• **TEXT SEGMENT**
━━━

Pierre Pluye passed away on August 1, 2023. We extend our condolences to his family and friends. Consult this article to read more on his remarkable career.
I am MD, PhD, full-time researcher, Professor at the Department of Family Medicine (McGill University), Associate Member of the School of Information Studies (McGill University), and Fellow of the Canadian Academy of Health Sciences (CAHS). I am a co-director of the Axis ‘Data Valorization’ of the Quebec SPOR SUPPORT Unit (Unité SSA Québec). I have expertise in mixed methods research and mixed studies literature reviews. My current studies are aimed to assess and improve the outcomes of online health information (e.g., webpages) including outcomes on clinicians, managers, patients and the public, and on health services and policies.
Approach to graduate supervision
Overall, I adopt a practice-based problem-solving philosophy, which has been continuously supported by research results since the Flanagan and colleagues’ pioneering work on critical incidents in the 1940s. I always include in my sessions a period for participants to reflect on their daily practice and do practical exercises. In lectures and seminars, group discussions permit participants to think aloud about their activities and research interests. In workshops, I put the emphasis on hands-on practice, providing assistance when asked. Workshops constitute opportunities to reflect on current research activities since participants are encouraged to come and work with their own datasets. I enjoy helping students to learn. I share my enthusiasm for gaining new knowledge while providing explicit knowledge (demonstrations, discussions, lectures) and mobilizing tacit knowledge in an apprenticeship context (hands on exercises and workshops). I believe that students learn best when they have opportunities to reflect on their own practice, e.g., in contact with peers.

━━━

• **DATA EXCERPTS**
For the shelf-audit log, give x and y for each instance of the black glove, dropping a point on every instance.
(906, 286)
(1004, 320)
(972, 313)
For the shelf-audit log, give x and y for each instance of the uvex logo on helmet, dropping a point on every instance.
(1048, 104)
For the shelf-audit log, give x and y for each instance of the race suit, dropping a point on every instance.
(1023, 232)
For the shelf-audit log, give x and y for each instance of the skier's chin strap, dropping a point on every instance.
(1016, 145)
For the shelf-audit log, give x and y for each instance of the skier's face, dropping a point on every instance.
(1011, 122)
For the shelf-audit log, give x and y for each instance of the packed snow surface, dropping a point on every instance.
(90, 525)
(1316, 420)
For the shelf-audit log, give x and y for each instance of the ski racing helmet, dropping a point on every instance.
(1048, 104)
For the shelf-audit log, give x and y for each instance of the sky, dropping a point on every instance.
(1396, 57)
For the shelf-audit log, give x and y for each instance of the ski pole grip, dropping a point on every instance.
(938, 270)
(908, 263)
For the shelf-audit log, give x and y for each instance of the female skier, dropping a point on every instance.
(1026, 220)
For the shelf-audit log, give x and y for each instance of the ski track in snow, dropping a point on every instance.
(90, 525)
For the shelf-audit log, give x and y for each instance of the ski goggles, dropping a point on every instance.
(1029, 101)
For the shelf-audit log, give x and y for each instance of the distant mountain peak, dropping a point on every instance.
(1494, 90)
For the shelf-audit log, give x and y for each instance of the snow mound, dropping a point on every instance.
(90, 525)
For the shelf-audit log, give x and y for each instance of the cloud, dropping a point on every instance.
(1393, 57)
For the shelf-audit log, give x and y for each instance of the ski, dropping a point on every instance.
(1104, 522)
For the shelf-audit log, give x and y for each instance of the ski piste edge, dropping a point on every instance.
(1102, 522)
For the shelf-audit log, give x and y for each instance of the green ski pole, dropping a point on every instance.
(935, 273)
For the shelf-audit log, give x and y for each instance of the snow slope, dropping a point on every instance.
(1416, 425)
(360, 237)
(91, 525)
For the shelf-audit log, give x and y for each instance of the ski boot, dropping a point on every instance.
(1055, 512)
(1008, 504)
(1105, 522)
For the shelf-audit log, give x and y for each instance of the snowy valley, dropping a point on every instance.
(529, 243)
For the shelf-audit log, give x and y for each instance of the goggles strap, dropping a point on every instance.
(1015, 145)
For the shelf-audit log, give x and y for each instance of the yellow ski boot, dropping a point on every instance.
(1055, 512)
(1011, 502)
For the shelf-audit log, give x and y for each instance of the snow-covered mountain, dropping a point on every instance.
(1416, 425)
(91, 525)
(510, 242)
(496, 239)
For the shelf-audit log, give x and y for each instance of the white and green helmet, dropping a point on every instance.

━━━

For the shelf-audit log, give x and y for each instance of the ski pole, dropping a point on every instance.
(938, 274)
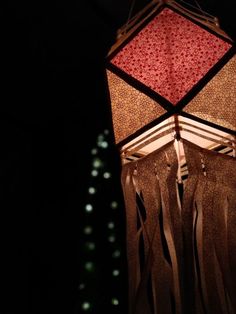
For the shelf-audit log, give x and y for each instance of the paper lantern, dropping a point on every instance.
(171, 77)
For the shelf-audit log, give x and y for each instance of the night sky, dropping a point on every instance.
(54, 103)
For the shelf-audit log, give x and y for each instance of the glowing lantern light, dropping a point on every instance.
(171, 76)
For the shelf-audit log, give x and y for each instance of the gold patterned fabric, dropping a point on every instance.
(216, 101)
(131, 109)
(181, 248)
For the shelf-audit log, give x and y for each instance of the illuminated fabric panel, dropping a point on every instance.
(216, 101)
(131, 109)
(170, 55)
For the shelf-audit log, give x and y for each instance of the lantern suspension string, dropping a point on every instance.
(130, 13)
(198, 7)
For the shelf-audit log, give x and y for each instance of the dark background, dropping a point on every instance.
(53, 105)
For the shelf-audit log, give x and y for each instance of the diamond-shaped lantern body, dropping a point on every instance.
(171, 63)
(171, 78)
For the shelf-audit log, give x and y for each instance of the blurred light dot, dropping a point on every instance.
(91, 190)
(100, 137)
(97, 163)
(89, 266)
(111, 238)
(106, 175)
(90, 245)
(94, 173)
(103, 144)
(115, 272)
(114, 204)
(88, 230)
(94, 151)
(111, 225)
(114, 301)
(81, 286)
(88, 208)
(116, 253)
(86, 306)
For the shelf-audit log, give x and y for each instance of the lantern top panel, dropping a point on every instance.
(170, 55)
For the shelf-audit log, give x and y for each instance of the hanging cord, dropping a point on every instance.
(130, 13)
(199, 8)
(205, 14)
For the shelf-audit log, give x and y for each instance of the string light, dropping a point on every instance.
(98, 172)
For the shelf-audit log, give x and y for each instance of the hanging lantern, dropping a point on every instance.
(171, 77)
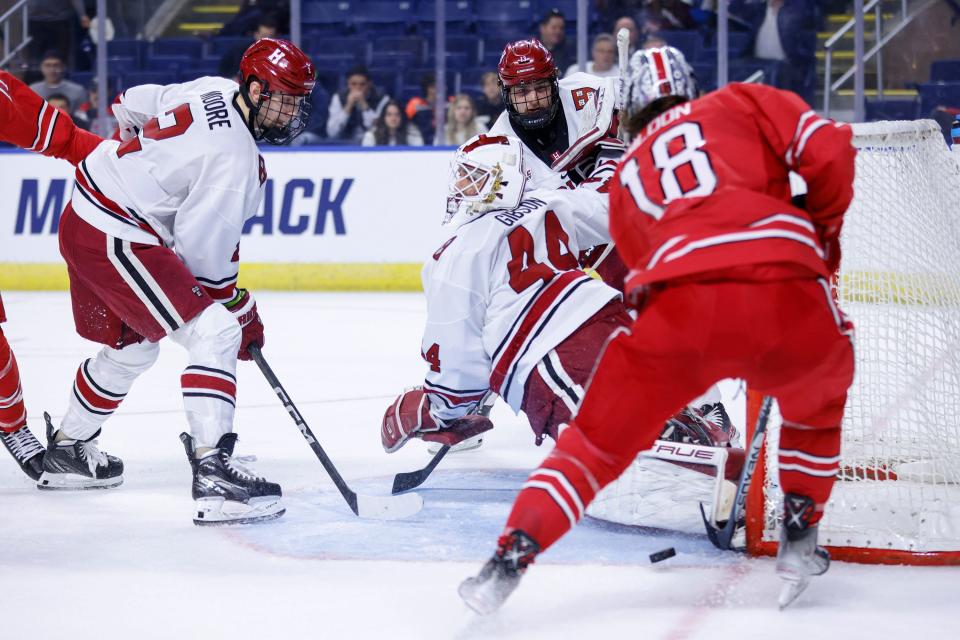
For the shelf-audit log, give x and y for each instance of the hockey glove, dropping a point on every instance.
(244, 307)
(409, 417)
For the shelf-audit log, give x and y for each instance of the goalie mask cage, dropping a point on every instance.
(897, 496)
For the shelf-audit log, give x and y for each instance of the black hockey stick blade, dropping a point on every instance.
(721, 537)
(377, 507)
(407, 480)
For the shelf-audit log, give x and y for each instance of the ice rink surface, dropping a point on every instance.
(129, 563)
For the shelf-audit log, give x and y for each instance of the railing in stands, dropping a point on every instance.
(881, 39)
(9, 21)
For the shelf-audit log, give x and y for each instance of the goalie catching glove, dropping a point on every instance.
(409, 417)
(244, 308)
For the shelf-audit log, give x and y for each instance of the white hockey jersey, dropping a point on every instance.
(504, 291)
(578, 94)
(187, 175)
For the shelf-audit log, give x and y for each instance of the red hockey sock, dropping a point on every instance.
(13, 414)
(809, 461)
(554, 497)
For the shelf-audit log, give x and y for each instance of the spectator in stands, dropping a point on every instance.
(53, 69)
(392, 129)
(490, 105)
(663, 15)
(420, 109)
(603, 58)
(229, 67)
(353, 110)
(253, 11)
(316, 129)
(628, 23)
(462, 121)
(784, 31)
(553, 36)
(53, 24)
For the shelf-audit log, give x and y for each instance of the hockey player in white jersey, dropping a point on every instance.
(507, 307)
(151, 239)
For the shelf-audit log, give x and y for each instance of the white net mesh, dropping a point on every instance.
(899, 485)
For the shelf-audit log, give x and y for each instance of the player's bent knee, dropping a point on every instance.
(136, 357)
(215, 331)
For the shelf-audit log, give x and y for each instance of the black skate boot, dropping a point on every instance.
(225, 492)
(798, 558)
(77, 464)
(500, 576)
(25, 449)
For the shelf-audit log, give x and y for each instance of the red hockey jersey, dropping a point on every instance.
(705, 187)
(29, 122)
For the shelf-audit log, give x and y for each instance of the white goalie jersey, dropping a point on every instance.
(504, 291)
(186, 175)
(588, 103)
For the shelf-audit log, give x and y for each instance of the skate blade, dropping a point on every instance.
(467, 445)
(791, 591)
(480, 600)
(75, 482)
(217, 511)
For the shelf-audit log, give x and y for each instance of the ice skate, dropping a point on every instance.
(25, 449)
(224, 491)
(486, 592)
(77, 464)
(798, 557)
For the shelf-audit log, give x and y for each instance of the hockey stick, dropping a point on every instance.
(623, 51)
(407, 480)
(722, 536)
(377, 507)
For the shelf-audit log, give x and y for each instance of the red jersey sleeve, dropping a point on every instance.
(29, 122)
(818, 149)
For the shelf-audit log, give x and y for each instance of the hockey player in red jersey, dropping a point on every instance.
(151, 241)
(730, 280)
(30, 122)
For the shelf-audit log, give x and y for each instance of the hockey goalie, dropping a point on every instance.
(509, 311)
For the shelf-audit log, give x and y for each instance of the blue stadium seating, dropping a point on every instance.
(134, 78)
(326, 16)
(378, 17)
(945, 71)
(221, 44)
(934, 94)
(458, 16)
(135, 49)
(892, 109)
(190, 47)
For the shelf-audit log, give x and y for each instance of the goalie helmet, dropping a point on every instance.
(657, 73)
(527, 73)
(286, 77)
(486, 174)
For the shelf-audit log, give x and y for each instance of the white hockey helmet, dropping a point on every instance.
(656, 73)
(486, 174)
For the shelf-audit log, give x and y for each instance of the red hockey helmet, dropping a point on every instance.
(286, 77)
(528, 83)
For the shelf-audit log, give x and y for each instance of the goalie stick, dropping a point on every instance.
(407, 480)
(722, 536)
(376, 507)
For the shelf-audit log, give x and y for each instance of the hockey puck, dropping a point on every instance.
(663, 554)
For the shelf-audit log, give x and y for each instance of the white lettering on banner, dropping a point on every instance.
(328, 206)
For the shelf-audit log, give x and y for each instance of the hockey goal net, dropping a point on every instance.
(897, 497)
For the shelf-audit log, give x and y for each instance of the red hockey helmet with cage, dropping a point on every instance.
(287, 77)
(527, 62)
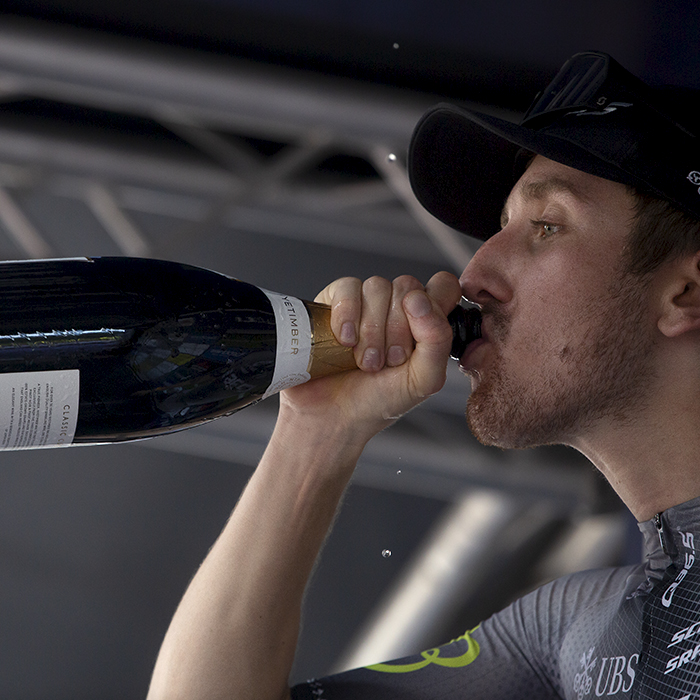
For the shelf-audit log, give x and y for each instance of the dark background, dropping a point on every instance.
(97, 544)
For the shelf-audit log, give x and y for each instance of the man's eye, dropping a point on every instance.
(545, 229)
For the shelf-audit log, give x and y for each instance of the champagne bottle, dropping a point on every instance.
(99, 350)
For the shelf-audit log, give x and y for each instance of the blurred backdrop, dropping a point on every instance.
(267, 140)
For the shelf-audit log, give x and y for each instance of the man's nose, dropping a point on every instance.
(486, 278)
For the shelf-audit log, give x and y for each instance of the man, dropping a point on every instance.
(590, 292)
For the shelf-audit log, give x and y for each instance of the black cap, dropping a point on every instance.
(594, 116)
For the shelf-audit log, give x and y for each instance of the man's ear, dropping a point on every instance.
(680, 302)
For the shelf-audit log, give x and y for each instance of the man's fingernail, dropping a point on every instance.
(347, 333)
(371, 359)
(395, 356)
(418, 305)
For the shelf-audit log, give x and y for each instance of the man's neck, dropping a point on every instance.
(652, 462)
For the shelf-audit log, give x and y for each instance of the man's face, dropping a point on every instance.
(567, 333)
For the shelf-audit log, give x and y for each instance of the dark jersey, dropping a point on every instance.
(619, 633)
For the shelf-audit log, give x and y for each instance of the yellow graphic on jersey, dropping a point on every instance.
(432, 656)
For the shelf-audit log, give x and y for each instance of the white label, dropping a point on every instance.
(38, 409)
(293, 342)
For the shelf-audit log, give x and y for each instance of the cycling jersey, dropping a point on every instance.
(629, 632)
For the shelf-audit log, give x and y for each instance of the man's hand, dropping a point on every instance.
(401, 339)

━━━

• **WHAT IS BEING ASKED**
What comes next in the profile of Pierre Pluye? Continue it from its final sentence.

• **TASK OUTPUT**
Pierre is the epitome of a good supervisor and a passionate, patient, and excellent teacher, he is truly a mentor. Pierre is very generous with his students: he never fails to be available when needed, scheduling time to review a manuscript, write a reference letter or analyze data. We had weekly meetings and an annual one where we set a plan for the year: which conferences I would submit to, which projects I would be working on, and which courses I would be taking. Pierre also creates and nurtures a sense of community among his students; we are still faithfully “Team Pluye”, long after graduating. We participated in each other's projects as demonstrated in his CV, all within a true sense of working together and mutual benefit rather than competition. It is thanks to his training, support, and still ongoing guidance, that I have landed my dream job, and I could not be more grateful.
Reem El Sherif, PhD, MSc, MBChB (CADTH)
Family Medicine, McGill University
Prof. Pierre Pluye is an outstanding supervisor and mentor. I have known Pierre since 2012 and he has always been available to guide me throughout my training. He is dedicated and passionate about his work. Although very busy with his own projects, he always makes time to meet his students. He is supportive and genuinely cares about his students’ success. Also, he is kind, funny and modest. He provides me a strong foundation for a career in research. I have had several opportunities to work on international and interdisciplinary research projects, publish scientific papers, present at conferences, and teach in the graduate program in Family Medicine. He has also built a friendly, respectful, and mutually supportive environment among our team. Our team met every week to explore new ideas, share our project, and receive constructive feedback. I have learned so much from Pierre and feel extremely privileged to have been supervised by him.